### Exercise text

══════════════════════════════

Want to live healthier longer? Visual guide shows how longevity science looks to slow diseases of aging (USA Today)

I post this not because it has any new information (it doesn’t). Rather, I post it because I’m surprised that USA Today is actually covering rapamycin. It truly is starting to hit the mainstream (USA Today is about as “mainstream” as you get in the media world. Its been called “McNews” due to its short-form, minimal information type of format), but at least this example of the coverage is reasonably accurate, if not particularly in-depth:

The field is known by many names: longevity, geroscience, anti-aging. Regardless of the name, it’s still in the early stages. Several drugs may have the ability to postpone or prevent the onset of debilitating diseases. Animal studies have demonstrated their potential, and now clinical trials are beginning to assess whether their promise holds true in humans.

“I think it’s certainly legitimate to ask why we haven’t done that previously,” Kaerberlein said. “And in part it’s because we really haven’t had the knowledge base to be able to do that.”

One promising drug is rapamycin. It’s an antifungal approved by the FDA as an immune suppressor to prevent organ recipients from rejecting a new organ. The compound was first discovered on the remote island of Rapa Nui, or Easter Island.

Rapamycin inhibits a protein called mechanistic target of rapamycin (mTOR). The protein senses nutrients and then controls cell outputs regulating many processes in the cell.

Giving rapamycin to yeast, worms, flies and mice prolonged their lives, studies have shown. Scientists began exploring rapamycin’s anti-aging effects in people, and studies suggest this immune-suppressing compound can actually improve immune function in older adults boosting their response to flu shots and lowering their odds of getting severely ill during cold and flu season.

According to Kaerberlein, rapamycin doesn’t kill the senescent cells but has an effect he describes as putting a gag on them, shutting off their inflammatory signals.

══════════════════════════════

### Task details
Reproduce the passage of the longevity post that runs from "Rapamycin inhibits a" up to and including "in the cell.", copying it word for word.

### Dataset section
══════════════════════════════

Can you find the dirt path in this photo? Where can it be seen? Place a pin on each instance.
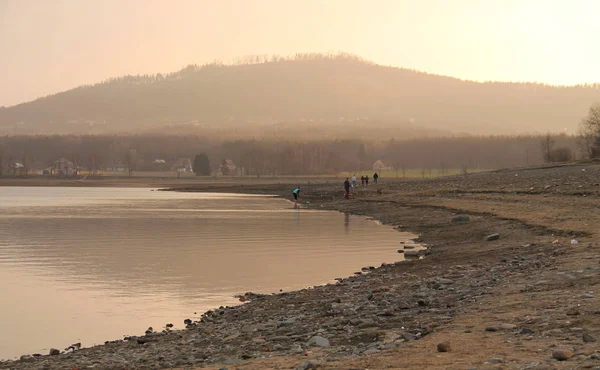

══════════════════════════════

### Solution below
Rapamycin inhibits a protein called mechanistic target of rapamycin (mTOR). The protein senses nutrients and then controls cell outputs regulating many processes in the cell.